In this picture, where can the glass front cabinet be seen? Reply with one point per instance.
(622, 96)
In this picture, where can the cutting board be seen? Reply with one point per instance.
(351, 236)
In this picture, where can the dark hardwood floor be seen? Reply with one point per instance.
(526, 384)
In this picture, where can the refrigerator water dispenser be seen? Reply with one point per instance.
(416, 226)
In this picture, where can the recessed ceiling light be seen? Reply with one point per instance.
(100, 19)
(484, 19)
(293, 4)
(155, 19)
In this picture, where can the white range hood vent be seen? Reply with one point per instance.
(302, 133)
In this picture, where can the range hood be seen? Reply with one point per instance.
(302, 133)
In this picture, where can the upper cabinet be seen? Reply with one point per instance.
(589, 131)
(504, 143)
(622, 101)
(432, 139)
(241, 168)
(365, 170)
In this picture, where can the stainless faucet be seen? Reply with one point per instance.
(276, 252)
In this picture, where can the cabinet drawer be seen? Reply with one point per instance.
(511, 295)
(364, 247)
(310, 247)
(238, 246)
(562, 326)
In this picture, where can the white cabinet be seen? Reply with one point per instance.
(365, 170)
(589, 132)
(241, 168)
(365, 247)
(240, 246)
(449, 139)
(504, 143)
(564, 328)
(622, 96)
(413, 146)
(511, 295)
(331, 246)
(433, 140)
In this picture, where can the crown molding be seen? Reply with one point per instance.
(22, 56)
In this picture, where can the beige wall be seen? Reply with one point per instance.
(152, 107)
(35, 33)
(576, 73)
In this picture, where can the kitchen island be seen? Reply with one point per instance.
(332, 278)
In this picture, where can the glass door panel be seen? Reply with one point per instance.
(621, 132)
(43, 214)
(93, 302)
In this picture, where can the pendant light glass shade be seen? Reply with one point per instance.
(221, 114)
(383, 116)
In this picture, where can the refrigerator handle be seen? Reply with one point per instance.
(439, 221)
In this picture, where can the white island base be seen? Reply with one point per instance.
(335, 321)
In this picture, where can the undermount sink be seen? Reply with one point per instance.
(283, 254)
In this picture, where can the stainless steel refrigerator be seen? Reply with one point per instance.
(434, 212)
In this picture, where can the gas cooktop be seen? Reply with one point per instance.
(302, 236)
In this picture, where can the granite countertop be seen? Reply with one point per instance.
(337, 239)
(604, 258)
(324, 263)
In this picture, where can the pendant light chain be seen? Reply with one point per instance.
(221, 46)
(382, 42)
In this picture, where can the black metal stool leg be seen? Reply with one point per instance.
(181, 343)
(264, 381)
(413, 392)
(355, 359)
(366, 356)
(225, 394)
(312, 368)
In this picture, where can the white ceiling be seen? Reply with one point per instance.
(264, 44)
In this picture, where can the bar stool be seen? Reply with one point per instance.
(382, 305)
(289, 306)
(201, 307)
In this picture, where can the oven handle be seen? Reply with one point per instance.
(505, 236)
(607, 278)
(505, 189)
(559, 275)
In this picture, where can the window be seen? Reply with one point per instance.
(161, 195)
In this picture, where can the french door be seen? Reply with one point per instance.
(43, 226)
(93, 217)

++++++++

*Task brief*. Your answer should be an exact copy of the lines from the one with "In this picture, where can the black" through the end of the material, with no other lines.

*Written answer*.
In this picture, where can the black metal stool leg be seen? Reply with one point per instance.
(181, 343)
(264, 381)
(413, 392)
(355, 359)
(366, 356)
(225, 394)
(312, 368)
In this picture, where can the white ceiling be seen? Reply with one point per instance.
(264, 44)
In this picture, where can the bar stool be seen? Reply with one point per instance.
(382, 305)
(289, 306)
(201, 307)
In this picture, where can the oven handle be seen? Reply with one point per instance.
(505, 236)
(607, 278)
(505, 189)
(559, 275)
In this picture, where can the window be seen? Reply with one point per instance.
(161, 195)
In this picture, where can the french door be seen? Reply with one point per instance.
(43, 226)
(93, 217)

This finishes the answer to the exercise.